**What is being asked:**
Please retype the entries below exactly as they are written.
----
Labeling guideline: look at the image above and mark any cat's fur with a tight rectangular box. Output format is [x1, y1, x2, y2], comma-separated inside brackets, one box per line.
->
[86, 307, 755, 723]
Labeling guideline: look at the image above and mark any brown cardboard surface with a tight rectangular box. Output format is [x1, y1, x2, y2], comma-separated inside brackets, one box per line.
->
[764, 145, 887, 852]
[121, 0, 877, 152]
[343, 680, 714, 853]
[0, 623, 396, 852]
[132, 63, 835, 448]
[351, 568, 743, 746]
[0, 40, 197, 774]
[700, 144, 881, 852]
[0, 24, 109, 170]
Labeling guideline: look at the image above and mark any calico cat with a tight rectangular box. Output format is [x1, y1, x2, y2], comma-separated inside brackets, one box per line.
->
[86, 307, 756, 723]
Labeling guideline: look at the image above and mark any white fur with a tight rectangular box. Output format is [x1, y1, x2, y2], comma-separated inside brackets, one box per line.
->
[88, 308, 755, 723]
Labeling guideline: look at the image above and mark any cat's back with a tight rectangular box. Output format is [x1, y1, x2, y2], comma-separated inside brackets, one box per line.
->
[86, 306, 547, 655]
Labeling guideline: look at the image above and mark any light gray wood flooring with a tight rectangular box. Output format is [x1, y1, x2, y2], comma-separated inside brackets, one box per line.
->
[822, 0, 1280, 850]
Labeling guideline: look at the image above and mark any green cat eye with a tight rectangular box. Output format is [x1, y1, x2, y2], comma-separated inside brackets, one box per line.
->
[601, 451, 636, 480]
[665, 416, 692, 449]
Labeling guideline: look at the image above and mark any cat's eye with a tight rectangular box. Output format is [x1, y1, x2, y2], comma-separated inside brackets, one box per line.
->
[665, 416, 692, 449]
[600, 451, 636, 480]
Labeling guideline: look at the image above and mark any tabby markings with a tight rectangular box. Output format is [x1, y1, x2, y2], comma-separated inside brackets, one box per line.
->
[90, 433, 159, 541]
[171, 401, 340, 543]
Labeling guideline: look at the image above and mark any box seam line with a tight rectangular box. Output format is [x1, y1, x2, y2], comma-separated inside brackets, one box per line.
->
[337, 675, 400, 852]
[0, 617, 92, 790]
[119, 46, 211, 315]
----
**Completed exercise:**
Labeling guideline: look at the image above and mark any cat's fur with a tight rectangular box. Output format is [x1, y1, x2, y2], comma-separated inside brackets, one box per line.
->
[86, 307, 755, 723]
Labeling guideline: look at the image above and mark any brown cardboard surface with a tight rectangular box. Output format is [x1, y1, x2, y2], comma-separated inside brackets, one box per line.
->
[764, 145, 887, 852]
[121, 0, 877, 152]
[343, 680, 714, 853]
[0, 623, 396, 852]
[132, 63, 835, 448]
[351, 568, 743, 746]
[0, 40, 197, 774]
[700, 144, 881, 852]
[0, 24, 109, 170]
Labeling guideline: look at the image above and mark any calico cat with a tight rectangular box. Output format is [x1, y1, x2, y2], comma-separated inside brackets, one box per line.
->
[86, 307, 756, 723]
Labeling guideline: look at the image above and mark any white fur with a tight rectangular box. Output format is [x1, y1, x2, y2], comma-separated inside brackets, one box per line.
->
[88, 308, 755, 723]
Labeling guideline: look at the image above and mark any cat's back with a tight rectangular box. Output format is [x1, y1, x2, y2], comma-separated inside brackets, one box per line.
->
[86, 306, 547, 655]
Labeling guideline: look at the image above and mark any light gray wood flooring with a tight rectangular box. Output format is [x1, y1, x2, y2], comma-separated inside brackets, one box per line.
->
[822, 0, 1280, 850]
Labeling guideline: look at the image above and mark any green cat eye with a tight rectangular box. Output format is [x1, y1, x2, y2], comma-separated inside brackets, one box per line.
->
[601, 451, 636, 480]
[665, 416, 692, 449]
Labeling guideline: look at the image above and mark any cat's eye with a tight rectangular box. Output format is [x1, y1, x2, y2], comma-separated inside brackets, one box per line.
->
[665, 416, 692, 449]
[600, 451, 636, 480]
Labeling guideline: look at the image above and mark any tabby markings with a tight rectangular box. Output format is [x1, y1, x2, y2], comma-separated inside brackets, one box per line.
->
[90, 433, 159, 541]
[171, 401, 340, 543]
Labeling guideline: look at the image above and mark any box seam line with a tight rectangular box. Output format is [x1, y1, x2, y2], comma-separated inside brackets, one box per line.
->
[337, 675, 400, 852]
[0, 617, 92, 790]
[119, 46, 211, 315]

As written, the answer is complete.